Segment Start: THE INPUT

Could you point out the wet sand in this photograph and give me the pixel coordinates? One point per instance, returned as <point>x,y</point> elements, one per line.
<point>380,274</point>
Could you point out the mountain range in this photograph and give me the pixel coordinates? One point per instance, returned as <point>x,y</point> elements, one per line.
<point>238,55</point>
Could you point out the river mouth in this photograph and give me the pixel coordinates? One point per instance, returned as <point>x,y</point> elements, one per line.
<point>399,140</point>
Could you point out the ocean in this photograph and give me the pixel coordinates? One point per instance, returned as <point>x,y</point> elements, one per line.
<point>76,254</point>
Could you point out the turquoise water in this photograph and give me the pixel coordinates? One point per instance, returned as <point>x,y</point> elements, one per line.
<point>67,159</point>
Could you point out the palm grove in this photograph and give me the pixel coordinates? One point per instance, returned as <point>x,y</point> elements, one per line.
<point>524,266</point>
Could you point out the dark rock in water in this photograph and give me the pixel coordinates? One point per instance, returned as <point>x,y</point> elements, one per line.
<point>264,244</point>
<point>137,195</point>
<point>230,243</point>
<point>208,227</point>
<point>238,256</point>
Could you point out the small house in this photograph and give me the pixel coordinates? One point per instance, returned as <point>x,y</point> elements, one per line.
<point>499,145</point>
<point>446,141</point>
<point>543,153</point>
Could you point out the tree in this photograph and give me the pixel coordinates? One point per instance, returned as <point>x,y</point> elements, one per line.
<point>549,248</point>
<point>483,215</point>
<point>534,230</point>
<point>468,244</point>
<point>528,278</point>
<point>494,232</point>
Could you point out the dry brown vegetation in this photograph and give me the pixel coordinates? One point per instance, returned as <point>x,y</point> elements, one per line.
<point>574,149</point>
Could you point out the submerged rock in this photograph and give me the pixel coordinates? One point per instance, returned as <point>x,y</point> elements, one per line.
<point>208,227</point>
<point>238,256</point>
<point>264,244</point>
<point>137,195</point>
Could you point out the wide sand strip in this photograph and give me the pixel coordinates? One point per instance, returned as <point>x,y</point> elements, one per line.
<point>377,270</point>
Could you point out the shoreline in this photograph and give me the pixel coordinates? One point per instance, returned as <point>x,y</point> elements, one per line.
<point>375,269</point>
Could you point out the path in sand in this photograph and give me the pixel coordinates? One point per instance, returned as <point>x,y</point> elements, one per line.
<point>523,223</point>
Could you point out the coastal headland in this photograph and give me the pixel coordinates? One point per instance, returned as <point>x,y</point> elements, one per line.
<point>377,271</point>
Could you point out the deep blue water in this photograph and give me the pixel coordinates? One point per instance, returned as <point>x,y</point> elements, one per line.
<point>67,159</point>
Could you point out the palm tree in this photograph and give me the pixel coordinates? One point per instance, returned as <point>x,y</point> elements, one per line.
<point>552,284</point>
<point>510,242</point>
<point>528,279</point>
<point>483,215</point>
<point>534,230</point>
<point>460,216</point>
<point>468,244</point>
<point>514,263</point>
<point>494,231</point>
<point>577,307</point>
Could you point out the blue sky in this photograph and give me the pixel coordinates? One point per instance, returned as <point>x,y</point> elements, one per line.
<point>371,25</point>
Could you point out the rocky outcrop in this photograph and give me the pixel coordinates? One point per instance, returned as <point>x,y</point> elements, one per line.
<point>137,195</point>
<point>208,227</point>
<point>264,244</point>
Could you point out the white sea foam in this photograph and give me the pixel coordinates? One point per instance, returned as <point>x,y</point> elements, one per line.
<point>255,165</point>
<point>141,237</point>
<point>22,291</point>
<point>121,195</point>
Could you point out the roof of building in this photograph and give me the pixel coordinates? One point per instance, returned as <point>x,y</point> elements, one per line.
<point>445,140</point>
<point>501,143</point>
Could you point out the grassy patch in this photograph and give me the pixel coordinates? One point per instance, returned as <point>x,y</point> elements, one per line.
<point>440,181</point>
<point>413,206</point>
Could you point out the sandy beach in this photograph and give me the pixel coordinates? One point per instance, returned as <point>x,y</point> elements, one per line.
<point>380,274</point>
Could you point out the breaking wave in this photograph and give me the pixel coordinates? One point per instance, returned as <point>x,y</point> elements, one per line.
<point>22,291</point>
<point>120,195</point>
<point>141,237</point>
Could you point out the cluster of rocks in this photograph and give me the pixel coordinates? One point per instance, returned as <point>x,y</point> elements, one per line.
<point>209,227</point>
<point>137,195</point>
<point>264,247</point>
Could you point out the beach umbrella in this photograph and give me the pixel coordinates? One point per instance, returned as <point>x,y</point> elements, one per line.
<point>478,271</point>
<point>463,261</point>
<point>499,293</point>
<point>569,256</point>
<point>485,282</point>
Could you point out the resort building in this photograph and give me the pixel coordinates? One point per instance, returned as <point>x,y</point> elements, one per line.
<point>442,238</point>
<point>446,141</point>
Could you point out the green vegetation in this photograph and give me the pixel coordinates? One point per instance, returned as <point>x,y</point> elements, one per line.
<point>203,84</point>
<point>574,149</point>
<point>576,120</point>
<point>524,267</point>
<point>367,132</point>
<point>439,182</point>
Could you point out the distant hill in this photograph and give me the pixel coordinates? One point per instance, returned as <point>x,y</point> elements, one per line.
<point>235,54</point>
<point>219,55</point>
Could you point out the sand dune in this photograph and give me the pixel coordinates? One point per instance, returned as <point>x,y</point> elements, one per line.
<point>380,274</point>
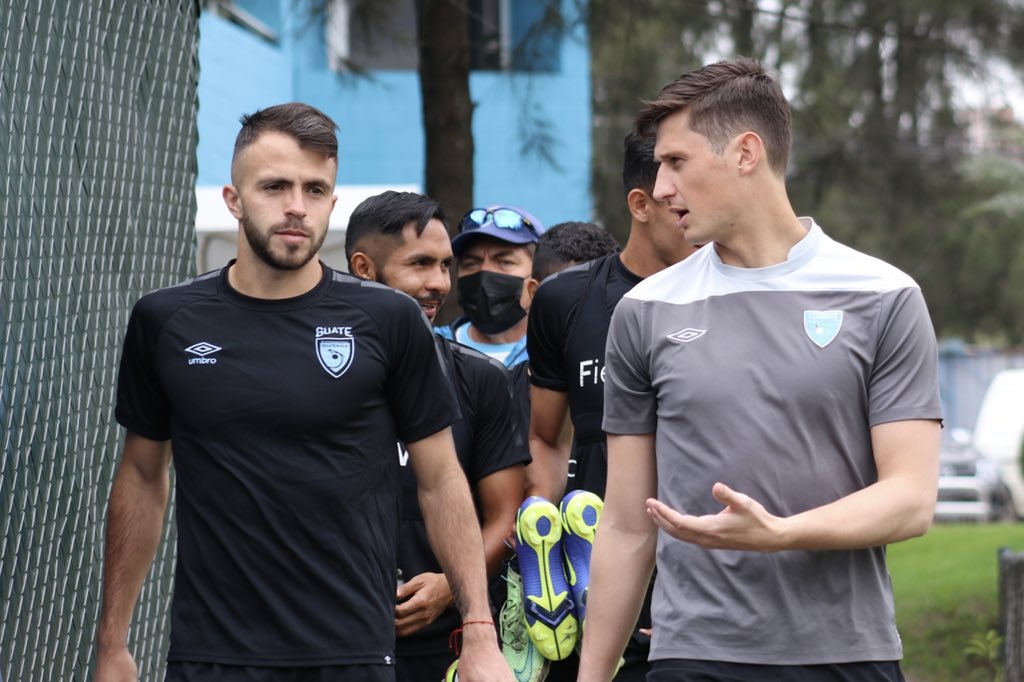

Segment End: THE INPUT

WHAT THE TASK REQUIRES: Give every line above again exactly, omitting whatever pictures appear.

SOLUTION FOR THIS TASK:
Could you point out the wet sand in this photograph and give me the pixel coordinates? One point per instance, returned as <point>x,y</point> elements, one per line.
<point>380,274</point>
Could you point out the mountain range in this photograph and give me the pixel coordinates? One point per instance, returned as <point>x,y</point> elements, one per line.
<point>238,55</point>
Could you point out the river mouth in this photograph and give me the pixel coordinates? One point per instance, returned as <point>x,y</point> elements, one per line.
<point>399,140</point>
Could you point out the ocean in this photograph and give me the pixel coordinates? One point per instance, returned as <point>x,y</point> elements, one per line.
<point>76,254</point>
Could you point out the turquoise water in this photograph and give me the pixel coordinates? One point per instance, returned as <point>x,y</point> elements, one per line.
<point>67,159</point>
Could you point out the palm grove in this photograph and give me the pixel coordinates? One point per instance, returned as <point>x,y</point> elements, one per line.
<point>524,266</point>
Could you point out the dark rock in water in this photograph and give me the pixel coordinates? One point per instance, returned as <point>x,y</point> elements, one per line.
<point>264,244</point>
<point>137,195</point>
<point>230,243</point>
<point>208,227</point>
<point>238,256</point>
Could you point out the small house in this photograph and give me the pixel coordinates? One point per instance, returned as <point>x,y</point> elements, one per line.
<point>499,145</point>
<point>446,141</point>
<point>543,153</point>
Could you point out the tree in this photograph and give me the pixel coordinates? One point per instance, returned as <point>x,y</point> elements, one per line.
<point>549,248</point>
<point>483,215</point>
<point>534,230</point>
<point>468,244</point>
<point>528,278</point>
<point>494,232</point>
Could you point out the dry brown vegetation in this photograph and give me the pixel coordinates? One point per instance, returned as <point>x,y</point> elements, one per line.
<point>574,149</point>
Could you point out the submerged rock in this photograph and give me the pixel coordinates? One point per instance, returned as <point>x,y</point> elements, one per line.
<point>208,227</point>
<point>238,256</point>
<point>264,244</point>
<point>137,195</point>
Could you point out the wide sand strip in this photograph and give me the pixel coordinates? One point per instance, returned as <point>x,y</point> elements, one per line.
<point>377,270</point>
Could you point out the shoreline in this photograph and give me the pixel coordinates? One point per instance, returned as <point>x,y</point> elements, one per line.
<point>375,269</point>
Could you point out the path in sand in this photograph and give me the pixel coordinates? One point per instance, returned as <point>x,y</point> elements, one per line.
<point>523,223</point>
Could you point out the coastal headland in this photograph and give me the pixel coordinates? One point per instance, returned as <point>x,y</point> elements, one per line.
<point>377,271</point>
Could you point out the deep blue water in this photograph and give me the pixel coordinates? One point per instance, returned as <point>x,y</point> elements, one per line.
<point>67,159</point>
Could you point out the palm tree in this photograph and give me the pixel coordinates? One point per instance, returned as <point>x,y</point> elements, one per line.
<point>552,284</point>
<point>510,242</point>
<point>528,279</point>
<point>483,215</point>
<point>534,230</point>
<point>460,216</point>
<point>468,244</point>
<point>514,263</point>
<point>494,231</point>
<point>577,307</point>
Could you point out the blue sky in this photograph and give me the pixel coordinates? One point per instance, returned as <point>x,y</point> elements, one per line.
<point>371,25</point>
Could you point out the rocky outcrop in this photograph and give me the pixel coordinates? One point per instance, returned as <point>x,y</point> elements, one per line.
<point>137,195</point>
<point>208,227</point>
<point>264,244</point>
Could you point out the white sea foam in this photograph and give me the pixel coordinates? One point per instance, returned as <point>x,y</point> elements, one per line.
<point>255,165</point>
<point>141,237</point>
<point>22,291</point>
<point>121,195</point>
Could you point out the roof of building in this photograph and give me the pixel coordinates? One point per instance, returned as <point>x,y</point> elements, one per line.
<point>445,140</point>
<point>501,143</point>
Could you point out the grassy patch in this photograph and give me the pixel coordinates? One point per instance, returned as <point>x,y</point> elements, one per line.
<point>440,181</point>
<point>413,206</point>
Could you point out the sandy beach in this photograph and give me the pixel coordinates? One point per instance, returned as <point>x,y</point> elements, one per line.
<point>380,274</point>
Could you point out the breaking wave in this photograph and give me the pixel coordinates? One point per instance, returned as <point>x,y</point> elements, one per line.
<point>22,291</point>
<point>120,195</point>
<point>141,237</point>
Could you point out the cluster of rocks in this photograph and give me the pixel coordinates? One point per instance, returned as <point>x,y</point> elements, one per line.
<point>209,227</point>
<point>137,195</point>
<point>264,247</point>
Could you point out the beach umbrella in this photograph and give me the pixel coordinates? One point per instance, returned as <point>x,y</point> elements, one per line.
<point>478,271</point>
<point>463,261</point>
<point>499,293</point>
<point>569,256</point>
<point>485,282</point>
Could you point out the resort building in this photograph and give me the pixel coordinates? One point per instance, returned as <point>x,y</point> elements, one per line.
<point>442,238</point>
<point>446,141</point>
Could you point out the green vegetation in this photograph and give me the pixel coordinates? One point per instance, returned as <point>x,y</point> elements, one per line.
<point>203,84</point>
<point>574,149</point>
<point>576,120</point>
<point>524,267</point>
<point>367,132</point>
<point>439,182</point>
Could you point out the distant hill in this photograph and give me the pixel coordinates? One point per instance, returned as <point>x,y</point> elements, one per line.
<point>235,54</point>
<point>219,55</point>
Could you point out the sand dune in this photograph and give me the pixel coordinates? One point per instance, returned as <point>x,y</point> elements, one per line.
<point>380,274</point>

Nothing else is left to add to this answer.